Baku – zwischen Orient und Okzident 

Die Metropole Aserbaidschans wird oft unterschätzt. Dabei gibt es in der Stadt am Kaspischen Meer, die sich mit herausragenden Bauwerken zum Hot Spot zwischen zwei Welten positioniert, viel zu entdecken.  

Milde Sonnenstrahlen tauchen den bizarr geformten Maiden Tower in der Altstadt Bakus in warmes Licht. Über Jahrhunderte galt der so genannte Jungfrauenturm, um den sich zahlreiche mittelalterliche Legenden ranken, als Wahrzeichen der Stadt. Heute lösen sich die architektonischen Eye-Catcher schon innerhalb weniger Jahre gegenseitig ab. Der als riesige Blüte stilisierte Chrystal Palace an der Bucht von Baku etwa, der zum Eurovision Song Contest 2012 seine Pforten öffnete, wurde in seiner Rolle als City Icon schon ein Jahr später von den Flames Towers abgelöst.

Wie züngelnde Flammen ragen die drei jeweils über 200 Meter hohen Türme aus Stahl und Glas in den nächtlichen Himmel. In Anspielung auf Aserbaidschans Beinamen „Land des Feuers“, der sich sowohl auf die feuergläubigen Zoroastrier als auch auf das Gasvorkommen bezieht, sollen die drei Flammen, die auch das Stadtwappen zieren, das Element Feuer symbolisieren. Tausende LED-Leuchten erzeugen den Zauber der Lichteffekte in den Nationalfarben des Landes. In einem der Türme spiegelt das Fairmont-Hotel mit seinem gigantischen Kronleuchter in der Lobby den Luxus im Stil Dubais wider. 

Die atemberaubende Geschwindigkeit, in der sich die Zwei-Millionen-Metropole mit ikonischen Solitären ein modernes Gesicht verpasst hat, lässt ahnen, dass Baku den Muff der Sowjet-Ära schnell hinter sich lassen will. Mit den spektakulären Bauwerken internationaler Star-Architekten hat die Stadt ein deutliches Zeichen des Aufbruchs in eine moderne Zukunft gesetzt. Gleichwohl ist das Parlament in einem der nüchternen Sowjet-Bauten untergebracht, die zwischen der Besetzung durch die Bolschewiki 1920 und der Befreiung 1991 zwischen die islamisch geprägte Altstadt und die Viertel der mondänen Gründerzeitvillen geklotzt wurden.

Zu lösende Aufgaben:
1/ Schreib aus dem Text über Baku die Stelle zwischen „Die atemberaubende Geschwindigkeit, in“ und „Gründerzeitvillen geklotzt wurden.“ wortgetreu ab, beide Grenzen eingeschlossen.
2/ Warum sollen die drei Flames Towers laut dem Text über Baku das Element Feuer symbolisieren? Antworte in ein bis drei Sätzen.
3/ Kannst du den Absatz aus dem Text über Baku, der mit „Wie züngelnde Flammen“ beginnt, als Liste wiedergeben und dabei alle wesentlichen Fakten behalten?

Aufgeführte Zeilen:
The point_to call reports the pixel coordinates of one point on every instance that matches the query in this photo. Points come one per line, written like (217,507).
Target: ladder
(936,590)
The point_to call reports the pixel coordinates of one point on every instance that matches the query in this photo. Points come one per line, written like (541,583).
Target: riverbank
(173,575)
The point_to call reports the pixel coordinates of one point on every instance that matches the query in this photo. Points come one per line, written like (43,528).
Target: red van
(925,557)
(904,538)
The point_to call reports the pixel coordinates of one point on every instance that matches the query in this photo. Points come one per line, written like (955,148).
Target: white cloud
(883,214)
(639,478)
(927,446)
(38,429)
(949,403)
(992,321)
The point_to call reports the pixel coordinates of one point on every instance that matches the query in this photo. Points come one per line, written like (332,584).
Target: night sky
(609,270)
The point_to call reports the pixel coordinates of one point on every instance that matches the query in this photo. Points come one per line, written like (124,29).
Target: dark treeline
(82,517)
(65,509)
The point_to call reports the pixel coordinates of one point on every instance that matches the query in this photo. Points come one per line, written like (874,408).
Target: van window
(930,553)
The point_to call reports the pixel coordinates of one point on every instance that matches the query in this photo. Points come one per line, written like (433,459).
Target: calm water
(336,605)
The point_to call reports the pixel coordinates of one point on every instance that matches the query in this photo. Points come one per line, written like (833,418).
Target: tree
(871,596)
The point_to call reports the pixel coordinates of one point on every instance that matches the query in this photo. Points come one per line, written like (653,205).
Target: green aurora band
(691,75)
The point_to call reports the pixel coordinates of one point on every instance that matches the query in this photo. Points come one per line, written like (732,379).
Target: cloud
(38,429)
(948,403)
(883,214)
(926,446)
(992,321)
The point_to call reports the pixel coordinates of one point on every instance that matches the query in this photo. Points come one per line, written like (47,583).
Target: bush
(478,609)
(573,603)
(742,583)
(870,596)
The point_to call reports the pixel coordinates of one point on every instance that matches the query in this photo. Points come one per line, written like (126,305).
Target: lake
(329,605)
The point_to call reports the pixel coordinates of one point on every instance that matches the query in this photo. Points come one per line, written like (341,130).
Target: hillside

Die Lösungen:
1/
Die atemberaubende Geschwindigkeit, in der sich die Zwei-Millionen-Metropole mit ikonischen Solitären ein modernes Gesicht verpasst hat, lässt ahnen, dass Baku den Muff der Sowjet-Ära schnell hinter sich lassen will. Mit den spektakulären Bauwerken internationaler Star-Architekten hat die Stadt ein deutliches Zeichen des Aufbruchs in eine moderne Zukunft gesetzt. Gleichwohl ist das Parlament in einem der nüchternen Sowjet-Bauten untergebracht, die zwischen der Besetzung durch die Bolschewiki 1920 und der Befreiung 1991 zwischen die islamisch geprägte Altstadt und die Viertel der mondänen Gründerzeitvillen geklotzt wurden.

2/ Sie spielen auf Aserbaidschans Beinamen „Land des Feuers“ an. Dieser Beiname bezieht sich sowohl auf die feuergläubigen Zoroastrier als auch auf das Gasvorkommen des Landes.

3/
- Drei Türme aus Stahl und Glas, jeweils über 200 Meter hoch, ragen wie züngelnde Flammen in den Himmel.
- Die drei Flammen, die auch das Stadtwappen zieren, sollen das Element Feuer symbolisieren. Sie spielen auf den Beinamen „Land des Feuers“ an, der sich auf die feuergläubigen Zoroastrier und auf das Gasvorkommen bezieht.
- Tausende LED-Leuchten erzeugen Lichteffekte in den Nationalfarben des Landes.
- In einem der Türme liegt das Fairmont-Hotel. Es zeigt mit einem gigantischen Kronleuchter in der Lobby Luxus im Stil Dubais.